Showing posts with label Vic Morrow. Show all posts
Showing posts with label Vic Morrow. Show all posts

Wednesday, February 20, 2013

The Evictors (1979)

If you have been reading my reviews for any length of time (and a big thank you to all five of you who have remained stalwart in that capacity), then you know of my distaste for the great outdoors in general and the less civilized areas of same in particular (the size and amount of which are expanding exponentially, especially in more populated areas, in my humble opinion).  Even so, swamps and bayous fascinate me.  It’s not that I have any desire to ever visit one and get eaten alive by any of a cavalcade of animals either predatory or parasitic, but they do have a particularly beautiful look to them, don’t you agree?  They can be as alluring as they are forbidding.  Like the angler fish or the pitcher plant, it would be easy to be lured into a fen just by following your sense of wonder for nature (not necessarily because a swamp smells good enough to eat, though, I’d wager) only to have the deadly trap sprung faster than you can say “gator bait” and wind up as bulk in some animal’s stool.  I suppose it’s within the realm of possibility that you could be rescued by, say, Swamp Thing or Man-Thing, and many people have proven that one could even live and thrive in marshland, but I tend to think my luck wouldn’t hold out.  It’s the optimist in me.

The late Charles B Pierce’s The Evictors (aka Leadsville Nights) opens in 1928 in Shreveport, Louisiana, as the Monroe clan is (not so ironically enough) being evicted from their home.  Naturally, the Monroe’s disagree with the bank’s claim, and they open fire on the banker (Jesse Cagle), G-Men (Owen Guthrie, Thomas Ham, Ron White), and assorted deputies who are there to enforce the eviction notice.  Needless to say, things don’t exactly pan out for the Monroes.  Fast forward to 1942, as local realtor Jake Rudd (Vic Morrow) accompanies young couple Ruth and Ben Watkins (Jessica Harper and Michael Parks, respectively) as they begin the process of moving into the old Monroe house.  Soon, a creeper who looks suspiciously like Dwayne Monroe (Glen Roberts) starts popping up and menacing Ruth, and not even wheelchair-bound neighbor Olie Gibson (Sue Ane Langdon) may be able to help.

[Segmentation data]

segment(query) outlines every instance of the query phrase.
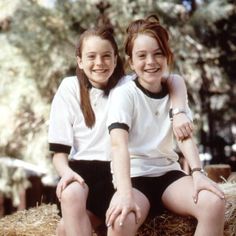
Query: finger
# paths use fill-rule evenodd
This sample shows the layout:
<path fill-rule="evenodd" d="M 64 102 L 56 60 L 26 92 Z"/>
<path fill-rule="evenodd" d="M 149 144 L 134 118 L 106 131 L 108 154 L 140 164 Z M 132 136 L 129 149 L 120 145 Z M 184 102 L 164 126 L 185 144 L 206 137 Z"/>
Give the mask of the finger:
<path fill-rule="evenodd" d="M 124 209 L 121 214 L 120 214 L 120 219 L 119 219 L 119 226 L 123 226 L 124 224 L 124 221 L 125 221 L 125 218 L 126 216 L 128 215 L 128 213 L 130 213 L 132 211 L 127 211 L 126 209 Z"/>
<path fill-rule="evenodd" d="M 191 132 L 194 131 L 194 125 L 193 125 L 192 122 L 189 122 L 189 123 L 188 123 L 188 128 L 191 130 Z"/>
<path fill-rule="evenodd" d="M 120 211 L 113 211 L 110 215 L 109 215 L 109 220 L 108 220 L 108 224 L 107 227 L 110 227 L 112 225 L 114 225 L 116 218 L 120 215 Z"/>
<path fill-rule="evenodd" d="M 57 198 L 59 199 L 59 201 L 61 201 L 61 192 L 62 192 L 62 185 L 59 183 L 57 185 L 57 190 L 56 190 Z"/>
<path fill-rule="evenodd" d="M 185 127 L 181 128 L 181 132 L 184 138 L 187 138 L 189 136 Z"/>
<path fill-rule="evenodd" d="M 110 218 L 111 218 L 112 212 L 113 212 L 113 207 L 109 207 L 106 212 L 106 226 L 107 227 L 110 226 Z"/>
<path fill-rule="evenodd" d="M 85 188 L 85 181 L 81 176 L 76 175 L 76 181 L 79 182 L 83 188 Z"/>
<path fill-rule="evenodd" d="M 217 185 L 211 185 L 209 187 L 209 190 L 212 193 L 216 194 L 219 198 L 221 198 L 221 199 L 225 198 L 224 192 L 221 189 L 219 189 Z"/>
<path fill-rule="evenodd" d="M 189 127 L 189 125 L 185 126 L 185 132 L 187 133 L 187 137 L 191 137 L 193 134 L 193 130 Z"/>
<path fill-rule="evenodd" d="M 176 138 L 179 140 L 179 141 L 181 141 L 181 140 L 183 140 L 184 139 L 184 135 L 183 135 L 183 133 L 182 133 L 182 131 L 181 131 L 181 129 L 176 129 L 176 133 L 177 133 L 177 136 L 176 136 Z"/>
<path fill-rule="evenodd" d="M 199 190 L 194 190 L 193 201 L 195 204 L 197 204 L 197 201 L 198 201 L 198 194 L 199 194 Z"/>
<path fill-rule="evenodd" d="M 136 224 L 138 224 L 139 220 L 141 219 L 141 209 L 138 206 L 136 206 L 135 219 L 136 219 Z"/>

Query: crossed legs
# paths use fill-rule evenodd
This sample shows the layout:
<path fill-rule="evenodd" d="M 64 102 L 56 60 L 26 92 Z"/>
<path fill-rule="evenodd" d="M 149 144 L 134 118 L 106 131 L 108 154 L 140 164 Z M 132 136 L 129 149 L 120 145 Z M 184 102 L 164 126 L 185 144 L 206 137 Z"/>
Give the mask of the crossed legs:
<path fill-rule="evenodd" d="M 193 180 L 186 176 L 172 183 L 163 193 L 167 209 L 180 215 L 191 215 L 198 220 L 195 236 L 222 236 L 224 231 L 225 201 L 206 190 L 193 201 Z"/>

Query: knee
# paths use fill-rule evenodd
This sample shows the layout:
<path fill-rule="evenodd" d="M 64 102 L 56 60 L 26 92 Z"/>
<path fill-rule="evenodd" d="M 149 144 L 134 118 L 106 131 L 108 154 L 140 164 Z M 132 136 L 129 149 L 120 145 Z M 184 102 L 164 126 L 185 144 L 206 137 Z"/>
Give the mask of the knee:
<path fill-rule="evenodd" d="M 202 211 L 208 214 L 218 217 L 223 217 L 225 214 L 225 199 L 221 199 L 210 191 L 203 190 L 199 193 L 199 205 Z"/>
<path fill-rule="evenodd" d="M 65 231 L 64 221 L 63 219 L 61 219 L 56 228 L 56 236 L 65 236 L 65 235 L 66 231 Z"/>
<path fill-rule="evenodd" d="M 88 195 L 88 188 L 83 188 L 79 183 L 69 184 L 61 193 L 61 204 L 73 204 L 85 201 Z"/>
<path fill-rule="evenodd" d="M 139 225 L 136 222 L 135 214 L 130 212 L 122 224 L 120 217 L 117 217 L 112 228 L 118 235 L 134 235 L 138 227 Z"/>

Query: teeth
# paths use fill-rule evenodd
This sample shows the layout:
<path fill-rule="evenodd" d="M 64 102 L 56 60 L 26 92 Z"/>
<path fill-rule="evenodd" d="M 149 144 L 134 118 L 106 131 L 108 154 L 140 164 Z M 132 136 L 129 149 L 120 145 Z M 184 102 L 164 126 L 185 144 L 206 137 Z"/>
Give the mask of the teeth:
<path fill-rule="evenodd" d="M 104 73 L 104 72 L 106 72 L 106 69 L 102 69 L 102 70 L 93 70 L 93 72 L 95 72 L 95 73 Z"/>

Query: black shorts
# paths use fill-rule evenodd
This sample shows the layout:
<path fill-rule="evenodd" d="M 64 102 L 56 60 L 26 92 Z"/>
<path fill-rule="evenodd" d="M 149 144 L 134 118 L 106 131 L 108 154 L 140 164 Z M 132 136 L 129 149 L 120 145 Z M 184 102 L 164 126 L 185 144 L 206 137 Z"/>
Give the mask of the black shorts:
<path fill-rule="evenodd" d="M 186 176 L 184 172 L 174 170 L 158 177 L 133 177 L 132 185 L 148 198 L 150 203 L 149 214 L 156 216 L 165 210 L 161 197 L 166 188 L 184 176 Z"/>
<path fill-rule="evenodd" d="M 78 173 L 89 187 L 87 209 L 102 220 L 115 192 L 112 184 L 110 162 L 70 161 L 69 166 Z"/>

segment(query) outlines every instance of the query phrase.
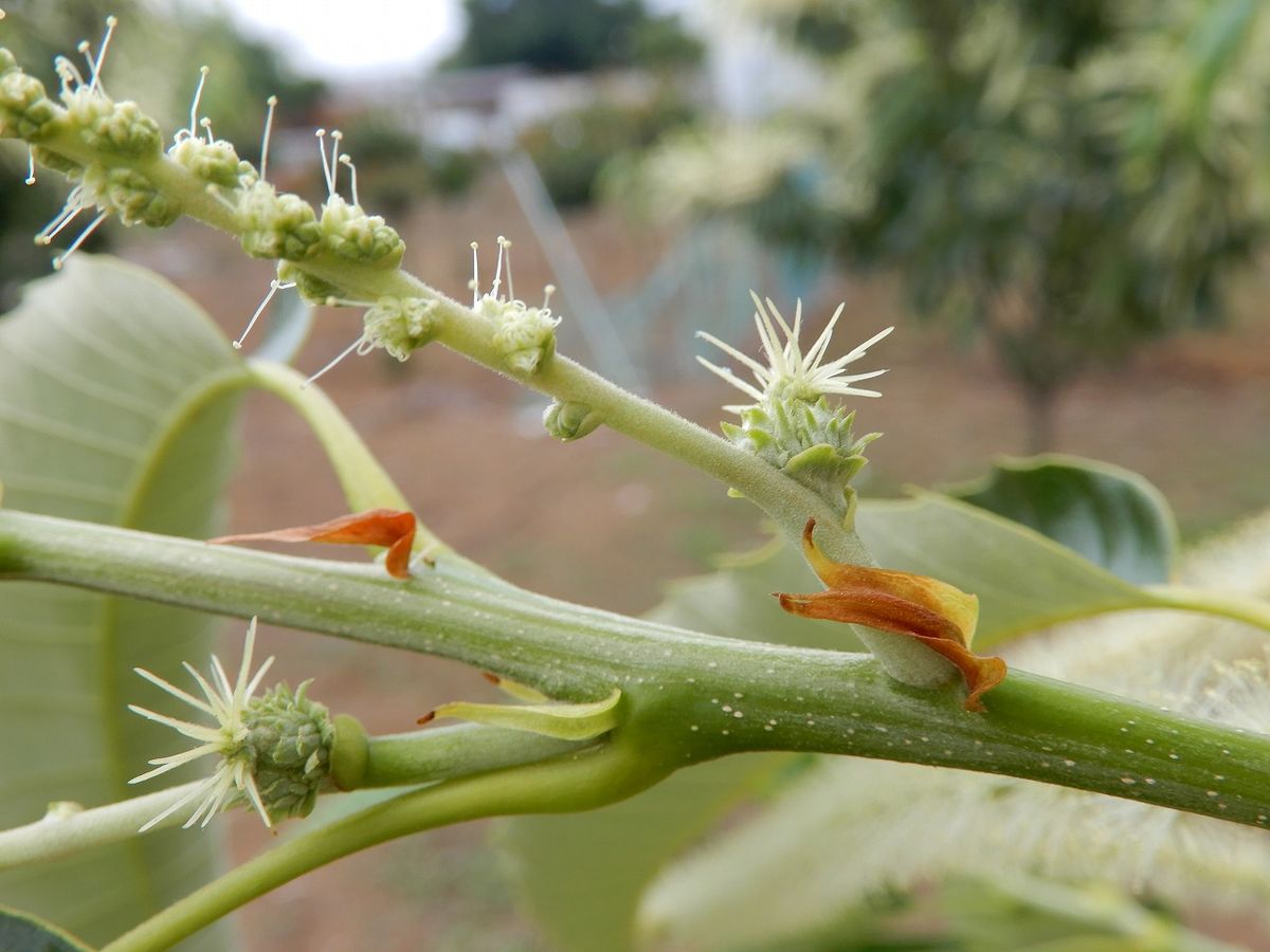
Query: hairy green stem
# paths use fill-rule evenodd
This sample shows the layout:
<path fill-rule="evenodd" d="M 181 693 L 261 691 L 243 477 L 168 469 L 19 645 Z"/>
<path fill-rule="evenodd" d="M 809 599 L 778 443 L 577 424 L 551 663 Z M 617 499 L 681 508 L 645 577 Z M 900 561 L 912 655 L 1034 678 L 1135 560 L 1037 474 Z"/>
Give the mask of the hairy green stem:
<path fill-rule="evenodd" d="M 1265 825 L 1270 737 L 1012 670 L 898 684 L 867 656 L 720 638 L 550 599 L 441 560 L 382 570 L 0 512 L 0 579 L 46 580 L 442 655 L 563 699 L 615 687 L 629 725 L 688 765 L 743 750 L 855 754 L 1002 773 Z M 1220 781 L 1214 781 L 1220 777 Z"/>
<path fill-rule="evenodd" d="M 607 744 L 404 793 L 274 847 L 168 906 L 102 952 L 157 952 L 297 876 L 377 843 L 485 816 L 589 810 L 665 776 L 636 745 Z"/>
<path fill-rule="evenodd" d="M 504 767 L 546 760 L 592 746 L 540 734 L 461 724 L 370 739 L 366 773 L 358 788 L 400 787 L 469 777 Z"/>
<path fill-rule="evenodd" d="M 366 790 L 436 783 L 531 764 L 588 746 L 593 743 L 558 740 L 481 724 L 372 736 L 366 739 L 366 758 L 359 776 L 344 777 L 343 786 L 345 790 Z M 90 847 L 131 840 L 144 824 L 201 783 L 194 781 L 86 810 L 72 805 L 71 809 L 52 810 L 36 823 L 0 830 L 0 869 L 50 862 Z M 151 829 L 177 826 L 185 821 L 188 812 L 170 814 Z"/>
<path fill-rule="evenodd" d="M 90 847 L 133 839 L 142 825 L 201 783 L 183 783 L 89 810 L 50 810 L 36 823 L 0 830 L 0 869 L 60 859 Z M 151 829 L 160 830 L 184 821 L 185 815 L 178 811 Z"/>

_PROBLEMS TO WORK ON_.
A. Render the segmentation data listing, from its start through the line containing "124 209 L 121", as a two-column CSV with the columns "request" and "mask". Give one row per request, put each value in a single quoted field with line breaks replaced by spaces, and leave the pictures out.
B. Write the next part of the review of The Evictors, picking up after its final sentence.

_RESPONSES PER TASK_.
A.
request,mask
"segment(query) outlines every instance of the query phrase. Query: finger # paths use fill-rule evenodd This sample shows the layout: <path fill-rule=""evenodd"" d=""M 64 102 L 56 60 L 26 92 Z""/> <path fill-rule=""evenodd"" d=""M 149 144 L 134 118 L 106 131 L 108 154 L 140 164 Z M 132 136 L 129 149 L 120 145 Z M 184 102 L 164 126 L 185 144 L 206 137 Z""/> Give the mask of the finger:","<path fill-rule=""evenodd"" d=""M 124 209 L 121 214 L 120 214 L 120 219 L 119 219 L 119 226 L 123 226 L 124 224 L 124 221 L 125 221 L 125 218 L 126 216 L 128 215 L 128 213 L 130 213 L 132 211 L 127 211 L 126 209 Z""/>"

B.
 Much like Mr. Pierce’s more famous (or infamous, depending on your perspective) films, The Legend Of Boggy Creek, Boggy Creek 2: And The Legend Continues, and The Town That Dreaded Sundown, this one starts off with the claim (or disclaimer?) that the events depicted are based on a true story.  Leapfrogging off the Docudrama genre, The Evictors emphasizes the idea of storytelling, itself.  As the plot trots along, we are treated to multiple flashbacks detailing the history of the Watkins’s new house since the Monroes were ousted.  This device performs multiple duties.  One, it gives us some exposition to try to piece together just what’s going on (though, honestly, there is very little mystery in the film to be sussed out).  Two, it gives us foreshadowing and builds some tension as to what is waiting in the wings for Ruth and Ben.  Three, it gives us a little bit of action and violence to hold over the more bloodthirsty in the audience (though, honestly, there is very little [if any] bloodshed on screen to be ogled).  

Of course, like any story told enough times, the details are bound to change, the original meaning muddied or lost altogether.  Pierce allows the flashbacks to play out but is always sure to remind us that what we have been seeing is being related by other characters who should not have been present to witness the scenes described and (we assume) were told these stories by someone else who was also not present when they took place, in all likelihood.  Aside from the fact that other owners of the house died, we cannot necessarily assume that they were killed by one of the Monroes (though the implication is definitely there).  By that same token, we can also make the assumption that there is a chance that not only are the flashbacks truthful but also could possibly be giving us more information than is present in the stories as told around the town.  In this way, then, they are fact and fiction, historical truth and urban legend.

The film also deals to some degree with the notion of the American Dream becoming the American Nightmare.  The Monroes owned their house, surely a component of their own dream.  Yet, for whatever reason, this dream becomes a nightmare when they are evicted.  Not only do they lose the house, but they come to physical harm when they fight against their eviction.  Likewise, the couples who inhabit the house after the Monroes are also starting from the perspective of the American Dream (and let’s just take it as given that owning one’s own house is part of the American Dream or at the absolute least was some years back).  And they all meet their deaths for stealing someone else’s dream, turning their own to nightmares.  There is also a facet at work that the house itself may be haunted and stands on cursed earth, though it’s never really explored, just sort of mentioned.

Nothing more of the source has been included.